**Source:**
============
Trump’s Trade Agreements Could Hurt Everyone

A prevailing narrative has emerged about recent U.S. trade agreements: other countries are bending under the heavy hand of an all-powerful Trump.
Axios framed an agreement reached with Japan as evidence of U.S. omnipotence in global trade. Reuters reported a 660% bump month to month in Chinese exports of rare earth minerals to the U.S. (The bump came only because the Chinese all but stopped exports in retaliation against Trump’s initial tariff announcement.) And a Wall Street Journal article described the trade deal the U.S. struck with the European Union on Sunday as “the Least Bad Outcome” for business leaders.
But economists TPM spoke to suggest these agreements will end up harming everyone involved: foreign governments, the U.S. government, and American businesses and consumers.
“What I’m seeing so far, which is really interesting, is the fact that a lot of folks are talking about these trade deals as the other countries are losing and the U.S. is winning. I think that narrative is actually incorrect,” Ina Manak, a trade policy fellow at the Council on Foreign Relation, told TPM. “The U.S. is putting up all these barriers.”
“If anyone is losing, it’s us. It’s us, here in the U.S., that are gonna pay for it long-term.”
The Trump administration has tossed out generations of trade policy practices dating back to WWII — protocols which involved Congress, small businesses, corporations, academics and other stakeholders. Instead of fighting for favorable trade agreements, countries are negotiating directly with President Donald Trump and his handful of trade officials for hazy promises — seeking, merely, anything that is not worse than what has been offered to other countries.
Given this chaotic state of affairs, it’s understandable that governments seem relieved just to put an end to the volatility and accept lower — though still significant — tariff rates. But the lack of details released around the individual deals makes it difficult to judge their merits.
============
**Objective:**
Answer these about the article on Trump's trade agreements:
1. What month-to-month increase in Chinese rare earth exports to the U.S. did Reuters report?
2. Which publication called the U.S. trade deal with the European Union "the Least Bad Outcome" for business leaders?
3. To what period do the trade policy practices that the Trump administration tossed out date back?

**Data shown:**
============
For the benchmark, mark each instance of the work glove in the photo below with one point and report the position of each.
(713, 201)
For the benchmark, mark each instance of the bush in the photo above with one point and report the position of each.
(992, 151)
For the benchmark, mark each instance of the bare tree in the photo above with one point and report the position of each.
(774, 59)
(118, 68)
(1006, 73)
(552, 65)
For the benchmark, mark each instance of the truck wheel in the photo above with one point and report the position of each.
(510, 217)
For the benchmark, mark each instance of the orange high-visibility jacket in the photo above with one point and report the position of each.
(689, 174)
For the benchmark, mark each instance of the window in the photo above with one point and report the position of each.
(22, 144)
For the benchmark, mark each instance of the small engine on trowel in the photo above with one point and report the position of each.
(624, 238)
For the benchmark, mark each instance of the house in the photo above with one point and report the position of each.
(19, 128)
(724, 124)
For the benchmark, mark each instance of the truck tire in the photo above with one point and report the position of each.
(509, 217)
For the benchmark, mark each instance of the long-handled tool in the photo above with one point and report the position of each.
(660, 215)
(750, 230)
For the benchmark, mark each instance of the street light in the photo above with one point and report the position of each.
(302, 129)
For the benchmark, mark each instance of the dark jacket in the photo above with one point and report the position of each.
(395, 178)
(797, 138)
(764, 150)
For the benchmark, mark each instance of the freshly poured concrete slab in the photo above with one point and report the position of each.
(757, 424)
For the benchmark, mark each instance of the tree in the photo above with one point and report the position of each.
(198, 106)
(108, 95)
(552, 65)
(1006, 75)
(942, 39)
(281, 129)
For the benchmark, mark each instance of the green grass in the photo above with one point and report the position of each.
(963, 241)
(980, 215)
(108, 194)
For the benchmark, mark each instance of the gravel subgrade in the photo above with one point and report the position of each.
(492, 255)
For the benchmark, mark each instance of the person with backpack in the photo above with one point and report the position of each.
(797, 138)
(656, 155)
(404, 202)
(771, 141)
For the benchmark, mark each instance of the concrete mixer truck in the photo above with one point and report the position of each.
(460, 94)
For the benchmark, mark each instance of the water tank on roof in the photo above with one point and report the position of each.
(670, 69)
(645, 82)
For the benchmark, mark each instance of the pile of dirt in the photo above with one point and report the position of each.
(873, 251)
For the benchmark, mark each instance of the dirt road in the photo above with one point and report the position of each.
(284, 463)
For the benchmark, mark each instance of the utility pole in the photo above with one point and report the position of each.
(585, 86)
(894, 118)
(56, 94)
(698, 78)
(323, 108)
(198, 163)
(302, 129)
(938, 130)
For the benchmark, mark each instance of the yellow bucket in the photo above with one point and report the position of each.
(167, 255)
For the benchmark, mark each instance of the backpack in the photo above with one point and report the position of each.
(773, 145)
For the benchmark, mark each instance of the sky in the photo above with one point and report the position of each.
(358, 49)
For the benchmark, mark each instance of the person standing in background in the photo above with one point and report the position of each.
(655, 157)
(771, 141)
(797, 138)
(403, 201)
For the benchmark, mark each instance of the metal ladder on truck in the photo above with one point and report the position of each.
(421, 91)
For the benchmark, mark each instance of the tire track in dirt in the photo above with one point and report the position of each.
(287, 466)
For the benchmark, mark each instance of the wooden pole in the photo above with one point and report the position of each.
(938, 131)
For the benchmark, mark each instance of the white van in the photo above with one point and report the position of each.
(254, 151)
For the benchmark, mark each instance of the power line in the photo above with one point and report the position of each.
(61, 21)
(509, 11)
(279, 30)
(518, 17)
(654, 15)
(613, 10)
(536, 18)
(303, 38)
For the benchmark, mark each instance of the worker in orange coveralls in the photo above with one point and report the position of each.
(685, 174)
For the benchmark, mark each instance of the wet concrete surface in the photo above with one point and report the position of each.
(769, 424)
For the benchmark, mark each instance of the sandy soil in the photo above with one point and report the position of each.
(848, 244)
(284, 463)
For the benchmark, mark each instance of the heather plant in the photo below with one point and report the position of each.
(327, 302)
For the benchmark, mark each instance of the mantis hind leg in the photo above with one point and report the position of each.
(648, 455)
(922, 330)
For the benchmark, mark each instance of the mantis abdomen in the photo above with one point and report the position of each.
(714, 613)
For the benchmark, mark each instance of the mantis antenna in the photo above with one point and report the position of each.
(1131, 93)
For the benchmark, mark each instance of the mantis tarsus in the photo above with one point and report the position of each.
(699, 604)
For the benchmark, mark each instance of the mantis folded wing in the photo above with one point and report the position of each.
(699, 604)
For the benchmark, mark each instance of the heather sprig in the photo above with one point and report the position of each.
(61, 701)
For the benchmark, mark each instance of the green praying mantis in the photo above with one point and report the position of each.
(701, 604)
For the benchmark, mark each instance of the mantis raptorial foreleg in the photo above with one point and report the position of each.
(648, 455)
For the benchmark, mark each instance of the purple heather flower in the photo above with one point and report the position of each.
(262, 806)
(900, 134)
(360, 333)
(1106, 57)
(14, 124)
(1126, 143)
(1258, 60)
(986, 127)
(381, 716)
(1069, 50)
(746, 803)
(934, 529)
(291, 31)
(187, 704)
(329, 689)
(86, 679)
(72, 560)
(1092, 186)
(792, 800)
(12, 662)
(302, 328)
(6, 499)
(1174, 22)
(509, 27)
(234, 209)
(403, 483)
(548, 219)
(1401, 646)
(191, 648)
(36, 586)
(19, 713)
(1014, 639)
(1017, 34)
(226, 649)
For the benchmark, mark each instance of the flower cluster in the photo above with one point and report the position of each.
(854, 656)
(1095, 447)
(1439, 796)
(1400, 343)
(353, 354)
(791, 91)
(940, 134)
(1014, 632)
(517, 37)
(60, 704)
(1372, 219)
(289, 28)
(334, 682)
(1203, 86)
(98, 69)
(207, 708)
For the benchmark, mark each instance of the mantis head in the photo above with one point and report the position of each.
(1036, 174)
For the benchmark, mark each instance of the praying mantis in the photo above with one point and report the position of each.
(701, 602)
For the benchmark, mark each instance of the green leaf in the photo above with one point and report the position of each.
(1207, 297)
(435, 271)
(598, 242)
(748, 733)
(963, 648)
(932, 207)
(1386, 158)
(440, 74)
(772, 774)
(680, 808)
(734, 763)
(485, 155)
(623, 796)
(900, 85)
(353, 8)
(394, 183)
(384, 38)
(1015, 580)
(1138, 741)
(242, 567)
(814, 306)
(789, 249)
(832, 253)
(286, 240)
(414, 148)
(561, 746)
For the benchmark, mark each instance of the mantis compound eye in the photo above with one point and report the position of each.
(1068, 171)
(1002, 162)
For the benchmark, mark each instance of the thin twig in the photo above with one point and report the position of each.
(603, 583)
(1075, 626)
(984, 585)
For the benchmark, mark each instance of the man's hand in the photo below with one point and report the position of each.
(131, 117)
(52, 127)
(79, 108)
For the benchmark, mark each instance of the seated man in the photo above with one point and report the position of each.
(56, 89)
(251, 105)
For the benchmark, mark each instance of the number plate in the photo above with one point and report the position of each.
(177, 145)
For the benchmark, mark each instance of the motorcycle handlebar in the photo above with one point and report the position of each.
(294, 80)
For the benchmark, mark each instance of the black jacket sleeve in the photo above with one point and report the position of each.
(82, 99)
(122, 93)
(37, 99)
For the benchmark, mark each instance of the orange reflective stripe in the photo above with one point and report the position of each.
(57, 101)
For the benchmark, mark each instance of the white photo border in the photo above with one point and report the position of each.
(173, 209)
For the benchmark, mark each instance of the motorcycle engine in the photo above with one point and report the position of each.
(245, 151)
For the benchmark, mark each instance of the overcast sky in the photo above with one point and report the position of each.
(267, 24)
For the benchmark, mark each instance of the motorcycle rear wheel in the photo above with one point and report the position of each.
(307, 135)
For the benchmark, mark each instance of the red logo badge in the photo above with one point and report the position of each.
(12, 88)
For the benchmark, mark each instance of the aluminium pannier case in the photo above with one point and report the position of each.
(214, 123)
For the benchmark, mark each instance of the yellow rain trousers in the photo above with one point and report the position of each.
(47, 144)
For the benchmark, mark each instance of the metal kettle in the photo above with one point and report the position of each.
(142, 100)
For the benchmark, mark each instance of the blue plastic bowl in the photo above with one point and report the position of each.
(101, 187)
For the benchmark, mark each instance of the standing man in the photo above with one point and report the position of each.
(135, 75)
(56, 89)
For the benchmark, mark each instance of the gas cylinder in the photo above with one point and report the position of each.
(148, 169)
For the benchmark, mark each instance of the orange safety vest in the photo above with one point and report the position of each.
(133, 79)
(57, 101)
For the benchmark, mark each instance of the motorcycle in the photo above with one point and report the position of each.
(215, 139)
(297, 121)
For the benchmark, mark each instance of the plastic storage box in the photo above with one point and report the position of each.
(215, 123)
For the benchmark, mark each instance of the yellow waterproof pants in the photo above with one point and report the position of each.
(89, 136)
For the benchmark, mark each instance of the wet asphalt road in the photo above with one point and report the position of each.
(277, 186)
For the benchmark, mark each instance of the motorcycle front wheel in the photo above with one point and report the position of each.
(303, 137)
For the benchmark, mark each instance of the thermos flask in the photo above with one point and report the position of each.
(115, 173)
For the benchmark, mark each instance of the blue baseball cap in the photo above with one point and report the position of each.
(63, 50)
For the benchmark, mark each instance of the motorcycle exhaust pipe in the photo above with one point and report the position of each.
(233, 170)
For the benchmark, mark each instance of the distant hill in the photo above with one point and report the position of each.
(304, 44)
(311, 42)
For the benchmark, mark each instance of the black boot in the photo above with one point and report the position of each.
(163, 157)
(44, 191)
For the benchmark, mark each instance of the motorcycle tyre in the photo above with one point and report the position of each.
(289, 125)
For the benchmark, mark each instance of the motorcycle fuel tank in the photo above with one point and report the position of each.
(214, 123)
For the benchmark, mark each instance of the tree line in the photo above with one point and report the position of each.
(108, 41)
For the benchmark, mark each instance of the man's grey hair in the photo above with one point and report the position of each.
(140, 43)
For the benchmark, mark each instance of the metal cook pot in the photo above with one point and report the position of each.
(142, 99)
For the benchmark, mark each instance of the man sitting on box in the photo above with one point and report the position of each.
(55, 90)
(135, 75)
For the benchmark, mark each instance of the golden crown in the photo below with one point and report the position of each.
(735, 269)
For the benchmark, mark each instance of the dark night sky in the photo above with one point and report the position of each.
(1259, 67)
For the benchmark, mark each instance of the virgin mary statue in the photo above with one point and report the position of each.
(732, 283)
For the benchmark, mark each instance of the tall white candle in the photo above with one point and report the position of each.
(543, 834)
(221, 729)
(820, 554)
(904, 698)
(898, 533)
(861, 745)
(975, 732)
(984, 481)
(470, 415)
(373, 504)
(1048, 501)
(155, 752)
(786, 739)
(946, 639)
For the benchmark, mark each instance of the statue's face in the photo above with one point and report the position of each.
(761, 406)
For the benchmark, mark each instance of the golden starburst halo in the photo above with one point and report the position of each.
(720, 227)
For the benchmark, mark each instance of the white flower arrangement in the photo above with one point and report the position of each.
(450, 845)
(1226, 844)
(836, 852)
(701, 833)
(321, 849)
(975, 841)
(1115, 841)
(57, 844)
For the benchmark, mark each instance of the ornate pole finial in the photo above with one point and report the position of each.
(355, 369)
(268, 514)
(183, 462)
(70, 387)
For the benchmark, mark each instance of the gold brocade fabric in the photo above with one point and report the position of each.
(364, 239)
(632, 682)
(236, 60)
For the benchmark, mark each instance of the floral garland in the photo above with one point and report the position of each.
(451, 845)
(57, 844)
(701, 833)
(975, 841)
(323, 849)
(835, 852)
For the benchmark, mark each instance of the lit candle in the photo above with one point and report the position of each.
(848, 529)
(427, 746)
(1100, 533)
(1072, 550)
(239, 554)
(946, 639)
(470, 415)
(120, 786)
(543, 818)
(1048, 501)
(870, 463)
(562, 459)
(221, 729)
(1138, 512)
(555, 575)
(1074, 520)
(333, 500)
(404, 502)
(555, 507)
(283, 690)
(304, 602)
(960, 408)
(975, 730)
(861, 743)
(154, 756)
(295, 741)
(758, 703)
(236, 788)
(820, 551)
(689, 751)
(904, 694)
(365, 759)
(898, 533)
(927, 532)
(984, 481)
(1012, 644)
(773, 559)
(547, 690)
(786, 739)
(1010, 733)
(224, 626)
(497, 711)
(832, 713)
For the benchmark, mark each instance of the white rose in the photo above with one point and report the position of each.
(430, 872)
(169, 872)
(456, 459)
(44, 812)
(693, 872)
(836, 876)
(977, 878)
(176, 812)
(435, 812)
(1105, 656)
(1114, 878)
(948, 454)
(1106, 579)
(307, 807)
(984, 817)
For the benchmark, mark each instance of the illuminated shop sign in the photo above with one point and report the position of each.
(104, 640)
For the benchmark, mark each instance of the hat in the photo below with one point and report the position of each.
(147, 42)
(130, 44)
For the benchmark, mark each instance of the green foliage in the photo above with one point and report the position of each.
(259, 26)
============
**Output for this exercise:**
1. 660%
2. The Wall Street Journal
3. WWII